Object detection data:
%%

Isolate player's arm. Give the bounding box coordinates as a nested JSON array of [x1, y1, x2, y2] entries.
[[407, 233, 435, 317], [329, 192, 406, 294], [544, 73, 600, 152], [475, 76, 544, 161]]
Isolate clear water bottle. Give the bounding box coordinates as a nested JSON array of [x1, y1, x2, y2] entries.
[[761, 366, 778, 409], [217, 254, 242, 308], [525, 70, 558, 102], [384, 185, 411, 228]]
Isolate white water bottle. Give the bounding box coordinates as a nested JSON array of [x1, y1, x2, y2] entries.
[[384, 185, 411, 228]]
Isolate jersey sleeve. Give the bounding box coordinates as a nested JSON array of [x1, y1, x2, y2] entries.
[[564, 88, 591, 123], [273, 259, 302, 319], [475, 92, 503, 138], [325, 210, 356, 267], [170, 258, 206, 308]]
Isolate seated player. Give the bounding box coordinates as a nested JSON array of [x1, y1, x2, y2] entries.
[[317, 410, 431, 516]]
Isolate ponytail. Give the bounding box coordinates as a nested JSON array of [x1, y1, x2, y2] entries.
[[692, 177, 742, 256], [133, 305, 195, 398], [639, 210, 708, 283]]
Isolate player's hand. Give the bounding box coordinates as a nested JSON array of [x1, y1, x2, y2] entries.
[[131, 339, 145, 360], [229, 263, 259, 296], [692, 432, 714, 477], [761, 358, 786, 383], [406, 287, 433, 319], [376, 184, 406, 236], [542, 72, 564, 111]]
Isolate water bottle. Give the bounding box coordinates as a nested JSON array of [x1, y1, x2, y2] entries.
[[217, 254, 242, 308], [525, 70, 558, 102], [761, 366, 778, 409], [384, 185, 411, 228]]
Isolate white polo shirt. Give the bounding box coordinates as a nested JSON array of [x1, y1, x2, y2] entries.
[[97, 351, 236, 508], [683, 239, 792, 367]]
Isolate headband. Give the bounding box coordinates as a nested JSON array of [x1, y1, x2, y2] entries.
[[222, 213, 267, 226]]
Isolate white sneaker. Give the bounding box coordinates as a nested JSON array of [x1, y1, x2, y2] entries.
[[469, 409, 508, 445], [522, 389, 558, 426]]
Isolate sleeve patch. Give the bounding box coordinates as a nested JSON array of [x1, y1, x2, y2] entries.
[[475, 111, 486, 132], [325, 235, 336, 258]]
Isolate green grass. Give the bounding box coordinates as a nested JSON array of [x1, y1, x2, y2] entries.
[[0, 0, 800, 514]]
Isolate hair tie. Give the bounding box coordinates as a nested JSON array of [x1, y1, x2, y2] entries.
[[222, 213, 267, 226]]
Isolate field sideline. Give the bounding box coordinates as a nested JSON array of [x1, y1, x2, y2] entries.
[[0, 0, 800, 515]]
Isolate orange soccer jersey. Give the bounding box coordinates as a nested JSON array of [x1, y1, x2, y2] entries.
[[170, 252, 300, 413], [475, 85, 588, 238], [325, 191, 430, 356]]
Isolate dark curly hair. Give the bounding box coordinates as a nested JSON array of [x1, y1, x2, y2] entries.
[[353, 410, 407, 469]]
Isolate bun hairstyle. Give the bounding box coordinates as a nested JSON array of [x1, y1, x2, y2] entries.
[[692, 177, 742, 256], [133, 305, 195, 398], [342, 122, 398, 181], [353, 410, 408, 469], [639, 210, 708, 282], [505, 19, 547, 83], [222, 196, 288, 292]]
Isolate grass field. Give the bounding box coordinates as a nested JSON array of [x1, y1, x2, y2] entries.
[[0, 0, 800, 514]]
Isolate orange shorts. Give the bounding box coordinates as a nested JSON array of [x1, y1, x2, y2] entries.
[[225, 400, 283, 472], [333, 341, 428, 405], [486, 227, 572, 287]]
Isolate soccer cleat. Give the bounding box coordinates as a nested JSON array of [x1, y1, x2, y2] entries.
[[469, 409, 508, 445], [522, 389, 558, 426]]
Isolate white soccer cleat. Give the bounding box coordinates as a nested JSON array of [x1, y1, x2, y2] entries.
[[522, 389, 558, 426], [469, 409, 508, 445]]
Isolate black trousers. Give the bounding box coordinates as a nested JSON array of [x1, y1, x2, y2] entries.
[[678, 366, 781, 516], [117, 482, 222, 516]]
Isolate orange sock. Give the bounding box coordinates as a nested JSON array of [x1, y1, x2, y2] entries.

%%

## TASK PROMPT
Rewrite all of the rows above, swapping "Isolate" for "Locate" and changing nothing else.

## ANSWER IN FULL
Locate player's arm. Give the bounding box coordinates as a nested JSON array of [x1, y1, x2, y2] entries.
[[407, 233, 435, 317], [329, 192, 406, 294], [544, 73, 600, 152], [475, 76, 544, 161]]
Locate clear water bottle. Give the bounding box coordinates as a nested JSON array of [x1, y1, x2, y2] entries.
[[761, 366, 778, 409], [217, 254, 242, 308], [525, 70, 558, 102], [384, 185, 411, 228]]
Locate white water bottle. Give the bounding box coordinates as a nested JSON array of [x1, y1, x2, y2] entries.
[[384, 185, 411, 228]]
Locate jersey sleeve. Give the bounding box coordinates as a nested JSON array of [x1, y1, x2, y2] entries.
[[564, 88, 591, 123], [273, 259, 302, 319], [475, 92, 503, 138], [325, 210, 356, 267], [170, 258, 206, 308]]
Locate seated player. Give the bounding box coordinates as a nested JSON array of [x1, y1, x2, y2] entries.
[[317, 410, 431, 516]]
Locate ponytail. Give the bounding box coordinates as a nested JSON array of [x1, y1, x2, y2] entries.
[[692, 177, 742, 256], [133, 305, 195, 398], [639, 210, 708, 283]]
Locate player's hand. Give the bounding box coordinates as a nested JSON array of [x1, y1, x2, y2] entries.
[[131, 339, 145, 360], [229, 263, 259, 296], [692, 432, 714, 477], [761, 358, 786, 383], [406, 287, 433, 319], [376, 184, 406, 236], [542, 72, 564, 111]]
Locate water bottle. Give the bounding box coordinates as a nested JSON array of [x1, y1, x2, y2] entries.
[[217, 254, 242, 308], [525, 70, 558, 102], [761, 366, 778, 409], [384, 185, 411, 228]]
Locate white polo shirt. Give the bounding box coordinates as a nested JSON array of [x1, y1, x2, y2] entries.
[[97, 351, 236, 508], [683, 239, 792, 367]]
Locate headband. Give the bounding box coordinates as a nested JSON array of [x1, y1, x2, y2] entries.
[[222, 213, 267, 226]]
Locate white sneaker. Give the bounding box coordinates as a nested JSON array of [x1, y1, x2, y2] entries.
[[469, 409, 508, 445], [522, 389, 558, 426]]
Locate sleeve patch. Give the bounding box coordinates as a nested JSON array of [x1, y1, x2, y2] entries.
[[475, 111, 486, 132], [325, 235, 336, 258]]
Locate green grass. Give the bounding box coordinates as a nested JSON array of [x1, y1, x2, y2] entries.
[[0, 0, 800, 514]]
Locate hair tie. Give the bounding box coordinates as a nested JSON array of [x1, y1, x2, y2] entries.
[[222, 213, 267, 226]]
Locate field sideline. Give the bounding box coordinates as a nested JSON array of [x1, y1, x2, y2] entries.
[[0, 0, 800, 515]]
Locate orange soccer jersey. Give the bounding box coordinates as a nested JSON array of [x1, y1, x2, y2] entries.
[[170, 252, 300, 413], [475, 85, 588, 238], [325, 191, 430, 356]]
Locate dark curly hair. Give the bounding box coordinates as a nested JSON array of [x1, y1, x2, y2] entries.
[[353, 410, 407, 469]]
Locate bun hairstyle. Give the bounding box coordinates as a nested JSON array of [x1, y1, x2, y2] entries.
[[692, 177, 742, 256], [133, 305, 195, 398], [342, 122, 398, 181], [353, 410, 408, 469], [639, 210, 708, 282], [505, 19, 547, 83], [222, 196, 288, 292]]
Locate grass field. Give the bounding box coordinates as a nested JSON array of [x1, y1, x2, y2] entries.
[[0, 0, 800, 514]]
Locate orange shorts. Give the bounding box coordinates as a nested JSON array of [x1, y1, x2, y2] entries.
[[225, 400, 283, 472], [333, 341, 428, 405], [486, 227, 572, 287]]
Locate soccer cleat. Give the bounding box coordinates as a nested JSON array of [x1, y1, x2, y2] entries.
[[469, 409, 508, 445], [522, 389, 558, 426]]
Locate white soccer cleat. Give the bounding box coordinates as a nested JSON array of [x1, y1, x2, y2] entries.
[[522, 389, 558, 426], [469, 409, 508, 445]]
Locate black trousers. Give the bounding box coordinates as a nested JSON array of [x1, y1, x2, y2] entries.
[[678, 366, 781, 516], [117, 482, 222, 516]]
Locate orange sock. Give the bounding box coordinates as a nested JSON array of [x1, y1, x2, y2] entries.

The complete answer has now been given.